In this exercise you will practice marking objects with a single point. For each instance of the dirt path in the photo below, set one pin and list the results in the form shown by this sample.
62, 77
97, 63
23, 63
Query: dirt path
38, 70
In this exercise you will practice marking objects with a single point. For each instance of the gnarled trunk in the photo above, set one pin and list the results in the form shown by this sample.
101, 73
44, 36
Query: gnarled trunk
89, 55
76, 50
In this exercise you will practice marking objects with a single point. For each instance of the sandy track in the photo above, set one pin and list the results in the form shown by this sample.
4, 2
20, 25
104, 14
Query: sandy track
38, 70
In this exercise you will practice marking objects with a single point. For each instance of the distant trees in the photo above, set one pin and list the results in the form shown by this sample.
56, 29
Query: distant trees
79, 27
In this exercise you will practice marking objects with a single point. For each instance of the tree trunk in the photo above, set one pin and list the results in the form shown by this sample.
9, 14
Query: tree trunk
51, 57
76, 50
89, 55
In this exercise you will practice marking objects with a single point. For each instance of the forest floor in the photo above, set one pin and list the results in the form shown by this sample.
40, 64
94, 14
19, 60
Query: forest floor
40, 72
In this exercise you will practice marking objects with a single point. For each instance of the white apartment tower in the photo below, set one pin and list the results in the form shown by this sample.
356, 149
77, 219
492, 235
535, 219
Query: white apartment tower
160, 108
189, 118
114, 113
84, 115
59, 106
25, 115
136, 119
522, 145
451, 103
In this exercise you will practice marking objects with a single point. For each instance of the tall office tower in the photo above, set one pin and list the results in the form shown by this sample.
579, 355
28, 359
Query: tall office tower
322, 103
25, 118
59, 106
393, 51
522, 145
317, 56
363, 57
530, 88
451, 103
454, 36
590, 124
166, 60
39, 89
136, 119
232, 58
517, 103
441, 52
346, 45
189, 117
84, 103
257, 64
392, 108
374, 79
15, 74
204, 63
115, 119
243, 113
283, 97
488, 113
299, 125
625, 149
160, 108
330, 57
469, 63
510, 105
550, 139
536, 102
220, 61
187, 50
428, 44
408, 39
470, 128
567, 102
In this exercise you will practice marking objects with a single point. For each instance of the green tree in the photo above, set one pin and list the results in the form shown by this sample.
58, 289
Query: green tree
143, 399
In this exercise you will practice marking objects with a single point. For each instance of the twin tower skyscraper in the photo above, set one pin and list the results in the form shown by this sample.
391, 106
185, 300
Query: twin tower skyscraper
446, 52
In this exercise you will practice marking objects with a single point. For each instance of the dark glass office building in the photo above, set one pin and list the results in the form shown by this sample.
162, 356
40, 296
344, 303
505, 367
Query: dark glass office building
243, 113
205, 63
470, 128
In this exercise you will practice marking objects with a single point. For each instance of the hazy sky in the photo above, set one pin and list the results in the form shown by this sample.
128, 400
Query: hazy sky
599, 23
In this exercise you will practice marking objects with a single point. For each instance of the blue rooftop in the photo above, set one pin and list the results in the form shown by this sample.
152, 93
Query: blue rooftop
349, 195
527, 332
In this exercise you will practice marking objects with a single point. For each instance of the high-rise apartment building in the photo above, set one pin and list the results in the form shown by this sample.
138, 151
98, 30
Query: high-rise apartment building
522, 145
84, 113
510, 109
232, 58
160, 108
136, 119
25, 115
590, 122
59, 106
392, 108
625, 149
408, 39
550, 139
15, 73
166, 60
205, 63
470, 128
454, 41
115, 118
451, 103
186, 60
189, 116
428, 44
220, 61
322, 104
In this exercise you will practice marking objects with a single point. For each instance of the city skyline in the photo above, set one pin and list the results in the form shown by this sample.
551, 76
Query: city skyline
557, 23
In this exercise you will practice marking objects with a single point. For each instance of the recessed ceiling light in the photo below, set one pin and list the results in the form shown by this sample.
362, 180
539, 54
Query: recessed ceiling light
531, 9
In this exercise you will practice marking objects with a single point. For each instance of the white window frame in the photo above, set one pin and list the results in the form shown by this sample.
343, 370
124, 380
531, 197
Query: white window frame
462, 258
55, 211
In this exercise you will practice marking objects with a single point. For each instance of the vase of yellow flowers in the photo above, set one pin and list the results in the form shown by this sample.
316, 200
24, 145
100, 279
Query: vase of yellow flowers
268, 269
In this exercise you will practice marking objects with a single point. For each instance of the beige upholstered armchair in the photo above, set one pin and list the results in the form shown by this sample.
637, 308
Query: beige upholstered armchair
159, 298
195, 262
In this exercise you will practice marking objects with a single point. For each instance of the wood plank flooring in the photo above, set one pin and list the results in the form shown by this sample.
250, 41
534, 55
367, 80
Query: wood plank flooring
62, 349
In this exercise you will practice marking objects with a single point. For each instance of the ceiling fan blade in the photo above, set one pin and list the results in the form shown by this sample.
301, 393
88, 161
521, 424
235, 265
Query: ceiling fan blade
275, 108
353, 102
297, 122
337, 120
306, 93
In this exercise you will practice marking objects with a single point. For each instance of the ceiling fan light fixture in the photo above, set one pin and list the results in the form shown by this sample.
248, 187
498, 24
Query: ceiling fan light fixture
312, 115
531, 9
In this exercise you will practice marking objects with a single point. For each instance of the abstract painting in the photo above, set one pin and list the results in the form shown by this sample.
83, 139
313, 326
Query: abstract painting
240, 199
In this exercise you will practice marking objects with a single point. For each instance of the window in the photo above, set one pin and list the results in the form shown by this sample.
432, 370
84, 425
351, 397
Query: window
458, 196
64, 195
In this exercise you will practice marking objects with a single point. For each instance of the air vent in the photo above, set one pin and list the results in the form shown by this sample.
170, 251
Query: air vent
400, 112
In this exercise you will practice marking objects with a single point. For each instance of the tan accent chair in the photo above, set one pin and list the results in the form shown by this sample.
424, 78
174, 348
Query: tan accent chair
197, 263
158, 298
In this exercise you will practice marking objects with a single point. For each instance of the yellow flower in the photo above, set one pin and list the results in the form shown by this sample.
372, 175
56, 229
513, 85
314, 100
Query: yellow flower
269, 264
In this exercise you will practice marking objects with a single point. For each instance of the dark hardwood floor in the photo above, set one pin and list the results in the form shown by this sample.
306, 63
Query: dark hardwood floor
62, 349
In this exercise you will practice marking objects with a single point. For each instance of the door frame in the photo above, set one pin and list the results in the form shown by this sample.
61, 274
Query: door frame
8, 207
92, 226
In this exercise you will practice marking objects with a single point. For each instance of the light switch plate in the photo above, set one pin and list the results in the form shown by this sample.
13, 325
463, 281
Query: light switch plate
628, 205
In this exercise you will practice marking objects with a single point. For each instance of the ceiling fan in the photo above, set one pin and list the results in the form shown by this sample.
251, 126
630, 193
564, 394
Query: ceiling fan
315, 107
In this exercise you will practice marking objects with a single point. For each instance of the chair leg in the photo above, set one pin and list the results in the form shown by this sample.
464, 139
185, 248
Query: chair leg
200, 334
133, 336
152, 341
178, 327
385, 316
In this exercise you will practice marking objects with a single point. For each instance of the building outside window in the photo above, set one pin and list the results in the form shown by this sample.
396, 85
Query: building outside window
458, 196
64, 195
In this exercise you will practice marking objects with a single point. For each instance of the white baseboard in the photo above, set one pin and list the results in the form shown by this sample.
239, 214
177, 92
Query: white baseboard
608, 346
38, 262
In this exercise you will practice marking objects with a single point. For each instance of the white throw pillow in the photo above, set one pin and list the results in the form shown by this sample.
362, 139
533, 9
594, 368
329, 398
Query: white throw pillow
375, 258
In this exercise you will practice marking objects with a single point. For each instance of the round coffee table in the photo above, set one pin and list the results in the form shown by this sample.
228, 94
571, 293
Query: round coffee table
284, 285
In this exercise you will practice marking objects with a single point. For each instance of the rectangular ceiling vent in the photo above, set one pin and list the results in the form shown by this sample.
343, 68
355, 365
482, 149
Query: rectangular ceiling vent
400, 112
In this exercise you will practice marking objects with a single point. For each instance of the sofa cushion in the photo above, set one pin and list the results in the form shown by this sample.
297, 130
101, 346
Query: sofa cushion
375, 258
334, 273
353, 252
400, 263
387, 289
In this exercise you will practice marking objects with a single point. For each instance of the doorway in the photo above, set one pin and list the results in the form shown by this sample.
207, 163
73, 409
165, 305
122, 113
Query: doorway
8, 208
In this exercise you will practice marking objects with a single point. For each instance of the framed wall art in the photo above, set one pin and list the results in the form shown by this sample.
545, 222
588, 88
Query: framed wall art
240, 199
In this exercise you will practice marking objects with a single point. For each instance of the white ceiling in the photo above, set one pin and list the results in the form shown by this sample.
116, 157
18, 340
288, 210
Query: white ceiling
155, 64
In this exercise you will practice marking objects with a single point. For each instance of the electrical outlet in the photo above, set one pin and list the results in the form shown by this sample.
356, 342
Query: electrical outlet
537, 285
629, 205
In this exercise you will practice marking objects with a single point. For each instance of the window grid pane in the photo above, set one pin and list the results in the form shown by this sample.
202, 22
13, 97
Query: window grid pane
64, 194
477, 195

--- Set problem ---
Nothing but the lines from the line with "of the framed" to the last line of the listing above should appear; please retype them exactly, both ends included.

--- Response for this exercise ---
In this exercise you will practice marking objects with a single point. For each instance of the framed wall art in the photo above, set one pin and list the results in the form shown by this sample.
545, 222
588, 88
Query: framed wall art
240, 199
In this exercise you will practice marking objects with a single point. For each instance of the white ceiling in the photo above, set one pin and list the results in the form shown by this sample.
116, 157
18, 340
288, 210
Query: white ceiling
155, 64
In this exercise you will practice marking objects with a single point. For each instance of the electrical outlet in the photo above, set one pin and list the results in the form shown by this sample.
356, 342
Query: electrical outlet
537, 285
629, 205
In this exercise you will practice marking objects with a single point. For each instance of the window grid pane in the photo above, set one pin and list the results in the form shown by this sample.
202, 22
13, 97
Query: window grid pane
64, 194
477, 195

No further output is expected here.